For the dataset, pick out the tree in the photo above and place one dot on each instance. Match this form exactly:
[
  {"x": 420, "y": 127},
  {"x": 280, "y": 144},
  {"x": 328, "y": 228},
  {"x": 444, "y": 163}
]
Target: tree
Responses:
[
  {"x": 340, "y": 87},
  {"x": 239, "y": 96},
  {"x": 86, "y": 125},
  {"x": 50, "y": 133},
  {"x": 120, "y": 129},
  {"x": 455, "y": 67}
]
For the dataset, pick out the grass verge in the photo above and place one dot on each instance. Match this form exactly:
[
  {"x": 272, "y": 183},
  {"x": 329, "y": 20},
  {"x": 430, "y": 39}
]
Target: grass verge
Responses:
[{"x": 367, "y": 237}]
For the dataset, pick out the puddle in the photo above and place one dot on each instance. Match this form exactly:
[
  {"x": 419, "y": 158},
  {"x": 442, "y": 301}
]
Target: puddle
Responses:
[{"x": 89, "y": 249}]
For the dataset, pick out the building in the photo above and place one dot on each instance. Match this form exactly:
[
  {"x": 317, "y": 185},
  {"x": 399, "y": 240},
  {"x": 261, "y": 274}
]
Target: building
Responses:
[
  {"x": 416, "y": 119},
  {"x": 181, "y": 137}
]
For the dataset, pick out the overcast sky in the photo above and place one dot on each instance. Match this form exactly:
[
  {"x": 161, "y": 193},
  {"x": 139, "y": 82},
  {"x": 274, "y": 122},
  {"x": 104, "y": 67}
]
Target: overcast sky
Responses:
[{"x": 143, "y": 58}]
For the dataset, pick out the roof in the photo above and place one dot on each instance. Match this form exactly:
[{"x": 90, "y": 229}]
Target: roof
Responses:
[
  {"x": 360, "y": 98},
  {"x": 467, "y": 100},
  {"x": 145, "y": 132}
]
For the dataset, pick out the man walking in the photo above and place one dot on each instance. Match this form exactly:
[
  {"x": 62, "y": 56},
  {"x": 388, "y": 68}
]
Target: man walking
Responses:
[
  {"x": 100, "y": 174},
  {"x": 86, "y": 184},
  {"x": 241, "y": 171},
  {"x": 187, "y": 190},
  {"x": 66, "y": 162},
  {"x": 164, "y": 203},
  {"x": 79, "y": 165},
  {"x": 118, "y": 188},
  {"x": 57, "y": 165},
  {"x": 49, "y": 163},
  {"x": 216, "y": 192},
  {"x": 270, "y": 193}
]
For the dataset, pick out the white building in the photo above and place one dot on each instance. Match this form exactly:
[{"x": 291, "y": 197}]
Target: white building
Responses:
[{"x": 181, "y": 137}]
-=-=-
Starting at the line that contains "For the dataset, pick out the roof" and continuing through the end of the data, reproduce those lines with "Label" substituted for every "Target" and nothing else changed.

Worked answer:
For the dataset, pick out the roof in the photo above and place one dot on each instance. Match this form exactly:
[{"x": 90, "y": 229}]
Label: roof
Responses:
[
  {"x": 360, "y": 98},
  {"x": 467, "y": 100},
  {"x": 145, "y": 132}
]
For the dataset, pick out the man walking in the photo above and place one dot on each instance. Match this form exactly:
[
  {"x": 62, "y": 56},
  {"x": 388, "y": 68}
]
Label: man walking
Responses:
[
  {"x": 100, "y": 174},
  {"x": 86, "y": 184},
  {"x": 241, "y": 171},
  {"x": 187, "y": 190},
  {"x": 66, "y": 162},
  {"x": 164, "y": 203},
  {"x": 79, "y": 165},
  {"x": 118, "y": 188},
  {"x": 57, "y": 165},
  {"x": 49, "y": 163},
  {"x": 216, "y": 192},
  {"x": 270, "y": 193}
]
For the dataset, pick out the white building in the photo above and place one dot on each instance. Match this form exactly:
[{"x": 291, "y": 197}]
Label: white building
Responses:
[{"x": 181, "y": 137}]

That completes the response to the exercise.